• **Aim**
Copy all the material that follows, keeping every character the same.

• **Records provided**
__________________________________________________
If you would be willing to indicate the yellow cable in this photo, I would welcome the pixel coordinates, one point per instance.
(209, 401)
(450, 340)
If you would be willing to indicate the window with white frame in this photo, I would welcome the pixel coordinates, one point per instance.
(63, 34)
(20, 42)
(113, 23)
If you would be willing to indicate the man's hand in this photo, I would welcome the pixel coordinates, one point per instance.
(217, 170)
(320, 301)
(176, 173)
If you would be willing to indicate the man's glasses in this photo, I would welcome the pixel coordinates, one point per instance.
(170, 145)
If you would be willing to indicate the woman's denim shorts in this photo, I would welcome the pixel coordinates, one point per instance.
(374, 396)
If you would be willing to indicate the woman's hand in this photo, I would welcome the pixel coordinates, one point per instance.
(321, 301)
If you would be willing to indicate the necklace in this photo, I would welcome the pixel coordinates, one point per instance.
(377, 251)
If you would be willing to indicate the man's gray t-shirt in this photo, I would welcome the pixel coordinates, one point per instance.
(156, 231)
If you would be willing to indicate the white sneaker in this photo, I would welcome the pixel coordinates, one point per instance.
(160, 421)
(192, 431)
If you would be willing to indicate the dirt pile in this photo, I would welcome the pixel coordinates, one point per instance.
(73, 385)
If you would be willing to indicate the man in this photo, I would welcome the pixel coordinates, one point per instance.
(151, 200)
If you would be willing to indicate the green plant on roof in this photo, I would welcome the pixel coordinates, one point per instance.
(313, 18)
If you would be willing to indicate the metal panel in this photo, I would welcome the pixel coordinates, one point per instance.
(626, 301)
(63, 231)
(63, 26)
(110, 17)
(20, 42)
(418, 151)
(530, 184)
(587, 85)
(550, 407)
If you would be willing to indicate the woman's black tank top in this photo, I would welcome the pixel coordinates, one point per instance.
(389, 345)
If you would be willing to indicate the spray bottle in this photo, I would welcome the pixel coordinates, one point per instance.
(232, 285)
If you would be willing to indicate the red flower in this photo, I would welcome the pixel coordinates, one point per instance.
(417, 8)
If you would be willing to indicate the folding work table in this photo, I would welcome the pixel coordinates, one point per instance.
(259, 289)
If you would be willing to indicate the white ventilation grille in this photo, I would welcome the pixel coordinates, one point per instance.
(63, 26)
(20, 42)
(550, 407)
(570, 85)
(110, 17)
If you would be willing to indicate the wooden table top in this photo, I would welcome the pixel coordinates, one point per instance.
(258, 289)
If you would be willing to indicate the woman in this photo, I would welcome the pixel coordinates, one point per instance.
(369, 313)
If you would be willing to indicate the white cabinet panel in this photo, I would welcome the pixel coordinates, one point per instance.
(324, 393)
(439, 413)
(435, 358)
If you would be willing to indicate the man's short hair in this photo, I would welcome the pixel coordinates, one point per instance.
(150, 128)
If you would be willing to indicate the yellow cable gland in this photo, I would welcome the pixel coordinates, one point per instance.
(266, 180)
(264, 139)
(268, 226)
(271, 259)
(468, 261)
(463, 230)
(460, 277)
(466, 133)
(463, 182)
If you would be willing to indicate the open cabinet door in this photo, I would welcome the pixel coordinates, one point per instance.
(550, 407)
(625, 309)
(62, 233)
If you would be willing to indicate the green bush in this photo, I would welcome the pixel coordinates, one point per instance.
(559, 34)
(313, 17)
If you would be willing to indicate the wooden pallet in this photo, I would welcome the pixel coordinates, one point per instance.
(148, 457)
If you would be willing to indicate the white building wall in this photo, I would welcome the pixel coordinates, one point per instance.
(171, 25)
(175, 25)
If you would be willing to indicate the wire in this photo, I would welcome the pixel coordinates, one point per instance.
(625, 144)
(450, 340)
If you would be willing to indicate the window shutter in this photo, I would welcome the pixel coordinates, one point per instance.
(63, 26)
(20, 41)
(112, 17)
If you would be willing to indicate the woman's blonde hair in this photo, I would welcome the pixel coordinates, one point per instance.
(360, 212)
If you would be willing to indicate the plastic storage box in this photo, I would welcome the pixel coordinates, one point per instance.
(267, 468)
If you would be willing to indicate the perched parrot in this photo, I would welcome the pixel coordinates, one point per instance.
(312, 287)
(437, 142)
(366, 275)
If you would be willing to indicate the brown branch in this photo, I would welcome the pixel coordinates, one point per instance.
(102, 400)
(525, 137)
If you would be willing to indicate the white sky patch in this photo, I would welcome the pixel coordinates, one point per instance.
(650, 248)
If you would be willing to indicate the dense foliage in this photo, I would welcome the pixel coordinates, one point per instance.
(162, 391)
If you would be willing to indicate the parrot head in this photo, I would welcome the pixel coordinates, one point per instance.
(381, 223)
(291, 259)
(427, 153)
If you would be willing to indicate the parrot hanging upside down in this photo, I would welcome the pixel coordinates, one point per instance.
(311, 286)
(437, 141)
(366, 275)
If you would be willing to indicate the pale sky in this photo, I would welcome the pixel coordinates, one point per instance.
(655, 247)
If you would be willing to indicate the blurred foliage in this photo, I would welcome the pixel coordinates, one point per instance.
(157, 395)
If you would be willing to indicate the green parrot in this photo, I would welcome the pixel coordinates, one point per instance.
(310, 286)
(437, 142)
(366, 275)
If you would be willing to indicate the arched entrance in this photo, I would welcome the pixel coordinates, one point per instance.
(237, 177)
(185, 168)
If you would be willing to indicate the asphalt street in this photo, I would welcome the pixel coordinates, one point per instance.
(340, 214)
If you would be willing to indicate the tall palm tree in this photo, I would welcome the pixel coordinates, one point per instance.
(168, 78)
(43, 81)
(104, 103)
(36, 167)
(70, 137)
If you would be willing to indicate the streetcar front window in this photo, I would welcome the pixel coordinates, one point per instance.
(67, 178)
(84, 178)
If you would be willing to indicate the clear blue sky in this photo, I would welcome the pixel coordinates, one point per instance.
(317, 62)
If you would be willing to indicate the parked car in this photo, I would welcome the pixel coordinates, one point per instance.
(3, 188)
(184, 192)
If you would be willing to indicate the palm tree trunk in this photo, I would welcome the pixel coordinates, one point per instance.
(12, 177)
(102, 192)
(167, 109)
__________________________________________________
• **Task output**
If you would be willing to indicate the yellow cable in this photo, I would welcome the pixel coordinates, one point per instance.
(209, 401)
(450, 340)
If you would be willing to indicate the window with white frame in this photo, I would welcome the pixel coordinates, one point per instance.
(63, 34)
(20, 42)
(113, 23)
If you would be willing to indicate the man's hand in this photo, I would welcome the pixel coordinates, one point per instance.
(217, 170)
(320, 301)
(176, 173)
If you would be willing to indicate the man's glasses in this photo, I would welcome the pixel coordinates, one point per instance.
(170, 145)
If you would be willing to indicate the woman's denim shorts in this photo, I would welcome the pixel coordinates, one point per instance.
(374, 396)
If you would be willing to indicate the woman's hand in this photo, I would welcome the pixel coordinates, one point per instance.
(321, 301)
If you would be willing to indicate the necklace in this photo, I would welcome the pixel coordinates, one point per instance.
(377, 251)
If you would be willing to indicate the man's gray t-shirt in this photo, I would welcome the pixel coordinates, one point per instance.
(156, 231)
If you would be willing to indicate the white sneaker in this photo, I would welcome the pixel coordinates, one point per instance.
(160, 421)
(192, 431)
If you would be willing to indicate the dirt pile in this photo, I would welcome the pixel coordinates, one point per instance.
(73, 385)
If you would be willing to indicate the man in this photo, I would welcome the pixel coordinates, one point per instance.
(151, 200)
If you would be willing to indicate the green plant on roof in this photo, I would welcome the pixel coordinates, one point per instance.
(313, 18)
If you would be willing to indicate the metal panel in this photo, I would welcome the pixel coordinates, one point per instance.
(626, 301)
(63, 231)
(63, 26)
(110, 17)
(20, 42)
(418, 151)
(530, 184)
(587, 85)
(550, 407)
If you would be willing to indicate the woman's black tank top in this photo, I would welcome the pixel coordinates, one point per instance.
(389, 345)
If you would be willing to indicate the spray bottle in this photo, I would welcome the pixel coordinates, one point per instance.
(232, 285)
If you would be willing to indicate the red flower in this photo, I would welcome the pixel coordinates, one point per instance.
(417, 8)
If you would be willing to indicate the folding work table in this photo, I would welcome the pixel coordinates, one point per instance.
(259, 289)
If you would be willing to indicate the white ventilation grille in this photo, I would welcome the pixel coordinates, one point per instance.
(63, 26)
(20, 42)
(550, 407)
(570, 85)
(110, 17)
If you would be willing to indicate the wooden table top in this photo, I would welcome the pixel coordinates, one point per instance.
(258, 289)
If you would be willing to indicate the woman in this photo, I would welcome the pixel coordinates, one point per instance.
(369, 313)
If you would be willing to indicate the white cabinet panel in this photo, I would welcome the pixel coordinates, one point per instance.
(324, 393)
(439, 413)
(435, 358)
If you would be willing to indicate the man's short hair in this photo, I would welcome the pixel coordinates, one point per instance.
(150, 128)
If you would be willing to indicate the yellow cable gland in this photo, I would welcome the pixel coordinates, one point per instance.
(266, 180)
(264, 139)
(268, 226)
(271, 259)
(468, 261)
(463, 230)
(460, 277)
(466, 133)
(463, 182)
If you would be willing to indicate the open cabinet door in this photo, I would welcome the pixel coordinates, one point per instance.
(550, 407)
(625, 309)
(62, 233)
If you would be willing to indicate the green bush in this photo, I would welcome the pixel coordinates, one point per instance.
(559, 34)
(313, 17)
If you would be willing to indicate the wooden pallet in this photo, I would welcome the pixel coordinates, one point per instance.
(148, 457)
If you would be willing to indicate the white building wall in this photo, I would welcome the pixel coordinates, one point per instance.
(171, 25)
(175, 25)
If you would be willing to indicate the wire in this photo, I would welcome the pixel coordinates, one point per instance.
(625, 144)
(450, 340)
If you would be willing to indicate the window shutter in this photo, I would welcome the pixel coordinates, one point per instance.
(63, 26)
(20, 41)
(112, 17)
If you would be willing to indicate the woman's blonde hair in this photo, I would welcome the pixel coordinates, one point per instance.
(360, 212)
If you would be willing to indicate the plastic storage box in this photo, I would welcome the pixel coordinates, one point per instance.
(267, 468)
If you would be willing to indicate the perched parrot in this photo, I would welcome the pixel coordinates, one point per instance.
(312, 287)
(437, 142)
(366, 275)
If you would be willing to indicate the brown branch in this photo, I would welcome the pixel coordinates, one point per instance.
(102, 400)
(525, 137)
If you would be willing to indicate the white sky patch in this photo, I would welcome the pixel coordinates, one point per instance.
(650, 248)
If you would be willing to indicate the dense foliage in this photo, I would welcome the pixel coordinates, one point per instance.
(162, 391)
If you would be willing to indicate the parrot head in this photo, I would welcome the pixel coordinates, one point per instance.
(381, 223)
(291, 259)
(427, 153)
If you would be willing to indicate the parrot hanging upside down in this photo, I would welcome the pixel coordinates, one point per instance.
(311, 286)
(437, 141)
(366, 275)
If you would be willing to indicate the pale sky in this photo, I would welcome the pixel coordinates, one point per instance.
(655, 247)
If you would be willing to indicate the blurred foliage in this photo, I would welcome the pixel coordinates, one point per instance.
(157, 395)
If you would be willing to indicate the green parrot in this photo, I would welcome the pixel coordinates, one point per instance.
(310, 286)
(437, 142)
(366, 275)
If you would be willing to indicate the arched entrance in this photo, I would welcome the pixel coordinates, one point per instance.
(237, 177)
(185, 168)
If you would be willing to indicate the asphalt street in this photo, I would welcome the pixel coordinates, one point per instance.
(340, 214)
If you would be willing to indicate the tall palm tree in this photo, I would welcome the pixel coordinates, one point per instance.
(168, 78)
(43, 81)
(104, 103)
(36, 167)
(70, 137)
If you would be willing to indicate the streetcar front window in this photo, I would welcome the pixel coordinates, one point per instance.
(67, 178)
(84, 178)
If you would be willing to indicate the clear blue sky in this photo, I would welcome the pixel coordinates, one point per instance.
(317, 62)
If you would be willing to indicate the parked car in this photo, I would welcome the pixel coordinates, one point per instance.
(3, 188)
(184, 192)
If you would be willing to indicate the palm tree trunk in this photo, I would welcome the pixel coordinates, one point per instance.
(12, 177)
(102, 192)
(167, 109)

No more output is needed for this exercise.